● **Objective**: Copy the entries below from the line that contains "of the toasted" through the end of the entries, inclusive, swapping "marker" for "dot" and changing nothing else.

..........

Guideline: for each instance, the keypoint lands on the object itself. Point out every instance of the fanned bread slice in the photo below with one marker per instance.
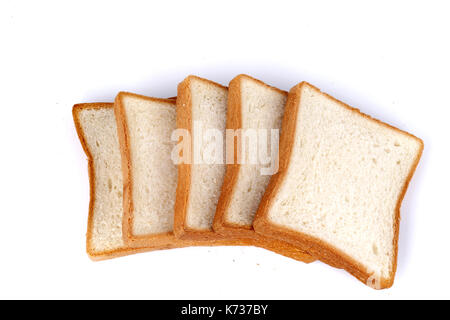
(201, 106)
(341, 181)
(252, 105)
(145, 126)
(96, 127)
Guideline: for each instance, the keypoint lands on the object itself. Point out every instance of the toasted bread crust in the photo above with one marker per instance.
(157, 241)
(221, 225)
(107, 254)
(184, 121)
(322, 250)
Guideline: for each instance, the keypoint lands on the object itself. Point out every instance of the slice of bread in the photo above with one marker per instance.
(145, 126)
(252, 104)
(96, 127)
(341, 181)
(201, 105)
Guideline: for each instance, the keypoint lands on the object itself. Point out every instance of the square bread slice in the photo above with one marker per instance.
(96, 127)
(252, 105)
(201, 106)
(340, 184)
(145, 127)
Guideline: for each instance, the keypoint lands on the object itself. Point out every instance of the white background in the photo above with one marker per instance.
(391, 59)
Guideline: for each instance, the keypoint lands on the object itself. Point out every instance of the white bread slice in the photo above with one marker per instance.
(96, 127)
(145, 126)
(341, 181)
(252, 104)
(199, 185)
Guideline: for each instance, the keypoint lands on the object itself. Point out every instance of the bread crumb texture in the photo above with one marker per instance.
(209, 105)
(154, 175)
(100, 133)
(261, 108)
(344, 180)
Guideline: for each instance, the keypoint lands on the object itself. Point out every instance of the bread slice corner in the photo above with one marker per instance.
(340, 185)
(96, 129)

..........

● **Result of this exercise**:
Guideline: for each instance, the keypoint lands on the object itself. Point out every instance of the toasted bread crust in the photo above with one dot per instance.
(157, 241)
(221, 225)
(107, 254)
(184, 121)
(322, 250)
Guideline: for each instance, the keypoint lands on the object itself. Point out every instance of the slice of bread in the photo above with one dot per instance.
(145, 126)
(252, 104)
(96, 127)
(341, 181)
(201, 105)
Guideline: for each instance, the keypoint lands on the object itself. Point out every instance of the square bread slice in the photo above with one dot per instance.
(96, 127)
(252, 105)
(201, 106)
(340, 184)
(145, 127)
Guideline: for each instance, the keypoint lands on the object itself. Point out every instance of the white background in the photo above with one dot per instance.
(391, 59)
Guideline: for each instance, the keypoint lands on the object itself. Point out every instance of the white bread slice in the photo above with one dot per instance.
(96, 127)
(145, 126)
(341, 181)
(252, 104)
(199, 185)
Guideline: for each instance, the keypoint lands on the object itself. Point out every instance of the bread crumb texture in the photo above with one dot per instance.
(209, 105)
(154, 175)
(100, 133)
(261, 108)
(344, 180)
Guideline: for each instance, the keypoint lands on the object itself. Point out every instance of the bread slice corner in the photo above with one dot per instance.
(340, 185)
(96, 129)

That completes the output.